Problem to work on:
Please extract everything from the line containing "oven door glass" down through the end of the records, and reproduce those lines verbatim.

[Data listing]
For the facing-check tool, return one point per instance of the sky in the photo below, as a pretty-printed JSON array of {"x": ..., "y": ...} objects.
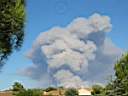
[{"x": 44, "y": 14}]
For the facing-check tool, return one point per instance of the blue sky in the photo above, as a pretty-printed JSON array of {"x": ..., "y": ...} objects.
[{"x": 44, "y": 14}]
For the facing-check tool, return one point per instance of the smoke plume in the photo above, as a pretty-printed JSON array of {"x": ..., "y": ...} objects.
[{"x": 79, "y": 54}]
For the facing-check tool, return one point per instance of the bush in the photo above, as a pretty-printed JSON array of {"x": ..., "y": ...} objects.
[
  {"x": 30, "y": 92},
  {"x": 71, "y": 92}
]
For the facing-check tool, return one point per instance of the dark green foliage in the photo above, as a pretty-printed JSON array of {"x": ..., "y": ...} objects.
[
  {"x": 97, "y": 89},
  {"x": 71, "y": 92},
  {"x": 30, "y": 92},
  {"x": 12, "y": 17},
  {"x": 118, "y": 86},
  {"x": 17, "y": 87},
  {"x": 50, "y": 89}
]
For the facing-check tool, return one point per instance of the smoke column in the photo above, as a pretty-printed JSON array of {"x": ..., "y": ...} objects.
[{"x": 79, "y": 54}]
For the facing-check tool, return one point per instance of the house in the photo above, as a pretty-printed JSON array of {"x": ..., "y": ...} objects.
[{"x": 84, "y": 92}]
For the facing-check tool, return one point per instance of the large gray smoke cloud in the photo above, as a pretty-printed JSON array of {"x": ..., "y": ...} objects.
[{"x": 77, "y": 55}]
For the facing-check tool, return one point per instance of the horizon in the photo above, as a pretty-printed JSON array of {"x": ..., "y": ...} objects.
[{"x": 42, "y": 16}]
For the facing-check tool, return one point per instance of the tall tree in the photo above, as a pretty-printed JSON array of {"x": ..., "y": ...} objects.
[
  {"x": 12, "y": 18},
  {"x": 118, "y": 86}
]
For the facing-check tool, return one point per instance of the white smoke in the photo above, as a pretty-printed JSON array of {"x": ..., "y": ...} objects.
[{"x": 74, "y": 55}]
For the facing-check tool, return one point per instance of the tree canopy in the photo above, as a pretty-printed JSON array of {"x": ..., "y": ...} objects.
[
  {"x": 12, "y": 18},
  {"x": 71, "y": 92},
  {"x": 118, "y": 86}
]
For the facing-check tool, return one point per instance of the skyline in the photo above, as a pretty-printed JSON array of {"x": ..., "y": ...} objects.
[{"x": 43, "y": 15}]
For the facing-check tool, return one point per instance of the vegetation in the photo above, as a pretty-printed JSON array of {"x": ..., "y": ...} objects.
[
  {"x": 17, "y": 87},
  {"x": 19, "y": 90},
  {"x": 97, "y": 90},
  {"x": 12, "y": 18},
  {"x": 118, "y": 86},
  {"x": 30, "y": 92},
  {"x": 71, "y": 92},
  {"x": 50, "y": 89}
]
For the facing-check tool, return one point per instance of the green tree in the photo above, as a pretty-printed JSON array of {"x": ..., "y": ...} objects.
[
  {"x": 30, "y": 92},
  {"x": 12, "y": 18},
  {"x": 97, "y": 90},
  {"x": 118, "y": 86},
  {"x": 17, "y": 87},
  {"x": 71, "y": 92}
]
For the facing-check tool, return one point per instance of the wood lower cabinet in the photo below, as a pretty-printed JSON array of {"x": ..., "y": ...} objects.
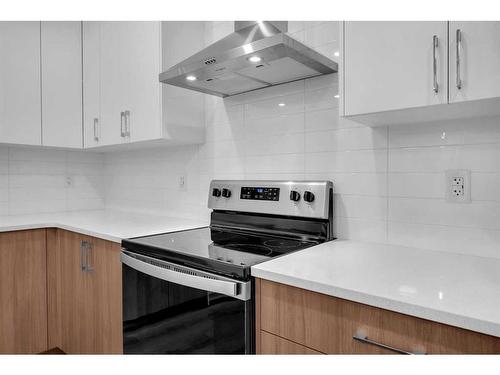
[
  {"x": 84, "y": 294},
  {"x": 327, "y": 324},
  {"x": 272, "y": 344},
  {"x": 23, "y": 292}
]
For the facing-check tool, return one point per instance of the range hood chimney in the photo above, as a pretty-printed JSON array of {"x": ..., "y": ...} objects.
[{"x": 256, "y": 55}]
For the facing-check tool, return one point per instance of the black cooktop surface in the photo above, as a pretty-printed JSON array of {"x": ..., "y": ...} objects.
[{"x": 226, "y": 252}]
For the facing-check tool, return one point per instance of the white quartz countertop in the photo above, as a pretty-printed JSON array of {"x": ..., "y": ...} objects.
[
  {"x": 459, "y": 290},
  {"x": 106, "y": 224}
]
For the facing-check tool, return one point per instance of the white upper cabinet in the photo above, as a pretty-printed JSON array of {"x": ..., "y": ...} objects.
[
  {"x": 124, "y": 101},
  {"x": 20, "y": 107},
  {"x": 394, "y": 73},
  {"x": 394, "y": 65},
  {"x": 475, "y": 69},
  {"x": 91, "y": 36},
  {"x": 61, "y": 66}
]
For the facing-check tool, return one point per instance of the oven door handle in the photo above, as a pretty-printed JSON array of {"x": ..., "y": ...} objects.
[{"x": 186, "y": 276}]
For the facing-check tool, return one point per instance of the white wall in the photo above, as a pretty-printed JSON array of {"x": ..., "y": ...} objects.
[{"x": 34, "y": 180}]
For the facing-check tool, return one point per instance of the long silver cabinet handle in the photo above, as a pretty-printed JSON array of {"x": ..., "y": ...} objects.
[
  {"x": 186, "y": 276},
  {"x": 435, "y": 45},
  {"x": 127, "y": 123},
  {"x": 96, "y": 129},
  {"x": 459, "y": 48},
  {"x": 364, "y": 339},
  {"x": 122, "y": 125},
  {"x": 82, "y": 256},
  {"x": 88, "y": 248}
]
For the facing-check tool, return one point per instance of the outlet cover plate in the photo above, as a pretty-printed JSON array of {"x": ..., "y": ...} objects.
[{"x": 458, "y": 186}]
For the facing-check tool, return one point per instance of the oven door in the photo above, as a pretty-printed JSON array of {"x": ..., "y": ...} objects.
[{"x": 170, "y": 308}]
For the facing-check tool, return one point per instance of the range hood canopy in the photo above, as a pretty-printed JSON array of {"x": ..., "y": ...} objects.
[{"x": 254, "y": 56}]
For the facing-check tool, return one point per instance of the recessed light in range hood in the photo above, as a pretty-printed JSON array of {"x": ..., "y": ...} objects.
[{"x": 255, "y": 56}]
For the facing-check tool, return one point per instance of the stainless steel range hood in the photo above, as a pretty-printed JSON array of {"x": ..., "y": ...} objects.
[{"x": 256, "y": 55}]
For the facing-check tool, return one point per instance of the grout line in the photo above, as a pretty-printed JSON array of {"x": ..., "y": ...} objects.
[
  {"x": 387, "y": 187},
  {"x": 41, "y": 85}
]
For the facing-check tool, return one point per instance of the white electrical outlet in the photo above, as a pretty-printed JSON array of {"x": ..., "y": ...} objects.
[
  {"x": 69, "y": 182},
  {"x": 182, "y": 183},
  {"x": 458, "y": 186}
]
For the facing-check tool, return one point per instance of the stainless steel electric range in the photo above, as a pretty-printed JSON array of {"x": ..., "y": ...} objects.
[{"x": 192, "y": 292}]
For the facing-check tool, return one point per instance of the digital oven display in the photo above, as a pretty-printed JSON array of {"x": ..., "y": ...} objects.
[{"x": 260, "y": 194}]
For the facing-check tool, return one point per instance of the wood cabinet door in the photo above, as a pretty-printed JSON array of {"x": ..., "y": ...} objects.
[
  {"x": 84, "y": 305},
  {"x": 330, "y": 325},
  {"x": 478, "y": 60},
  {"x": 271, "y": 344},
  {"x": 103, "y": 297},
  {"x": 61, "y": 46},
  {"x": 23, "y": 293},
  {"x": 389, "y": 65},
  {"x": 20, "y": 107}
]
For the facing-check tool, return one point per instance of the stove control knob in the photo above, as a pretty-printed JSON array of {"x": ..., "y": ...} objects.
[
  {"x": 308, "y": 196},
  {"x": 294, "y": 196}
]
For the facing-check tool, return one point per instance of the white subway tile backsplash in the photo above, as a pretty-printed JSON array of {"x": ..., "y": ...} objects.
[
  {"x": 471, "y": 241},
  {"x": 324, "y": 98},
  {"x": 346, "y": 139},
  {"x": 440, "y": 212},
  {"x": 34, "y": 180},
  {"x": 275, "y": 106}
]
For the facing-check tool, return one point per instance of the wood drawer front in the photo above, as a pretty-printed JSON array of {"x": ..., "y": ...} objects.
[
  {"x": 327, "y": 324},
  {"x": 271, "y": 344}
]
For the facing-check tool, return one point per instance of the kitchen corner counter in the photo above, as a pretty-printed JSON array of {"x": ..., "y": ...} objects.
[
  {"x": 459, "y": 290},
  {"x": 109, "y": 225}
]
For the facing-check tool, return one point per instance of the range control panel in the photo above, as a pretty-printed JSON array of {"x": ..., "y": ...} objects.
[
  {"x": 291, "y": 198},
  {"x": 260, "y": 193}
]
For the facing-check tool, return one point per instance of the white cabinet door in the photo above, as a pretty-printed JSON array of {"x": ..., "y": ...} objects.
[
  {"x": 91, "y": 83},
  {"x": 61, "y": 84},
  {"x": 478, "y": 75},
  {"x": 141, "y": 68},
  {"x": 390, "y": 65},
  {"x": 113, "y": 56},
  {"x": 130, "y": 64},
  {"x": 20, "y": 107}
]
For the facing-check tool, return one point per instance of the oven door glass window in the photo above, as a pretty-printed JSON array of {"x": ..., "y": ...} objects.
[{"x": 161, "y": 317}]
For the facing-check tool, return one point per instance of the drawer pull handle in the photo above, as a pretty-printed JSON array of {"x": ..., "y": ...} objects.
[{"x": 364, "y": 339}]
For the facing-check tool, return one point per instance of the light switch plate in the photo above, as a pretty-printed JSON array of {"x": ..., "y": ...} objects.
[{"x": 458, "y": 186}]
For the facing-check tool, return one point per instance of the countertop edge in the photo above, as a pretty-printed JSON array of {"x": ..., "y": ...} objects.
[
  {"x": 88, "y": 232},
  {"x": 472, "y": 324}
]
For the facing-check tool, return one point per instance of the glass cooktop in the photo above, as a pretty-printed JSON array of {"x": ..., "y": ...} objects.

Reply to the task:
For the facing-check tool, return one point per instance of the oven door glass window in the photo above, as a pretty-printed JSON array of {"x": ..., "y": ...} objects.
[{"x": 161, "y": 317}]
For the facing-check tool, return one point per instance of the drawer pull handle in the photo above, as a pretty-printed JSON array of {"x": ..., "y": ...} objects.
[{"x": 364, "y": 339}]
For the facing-check tool, return one point per instance of the light switch plate in the photo above, as a pretty-printed JSON array of {"x": ..., "y": ...} objects.
[{"x": 458, "y": 186}]
For the facing-check tool, return one point per instance of the countertop edge in the photo above, as a pretty-printed JSON array of {"x": ..., "y": ...} objects.
[
  {"x": 88, "y": 232},
  {"x": 472, "y": 324}
]
For the facing-check tool, return one point per instance of the glass cooktop in the photo above, as a pretty-printed JSON array of {"x": ..., "y": ...} objects.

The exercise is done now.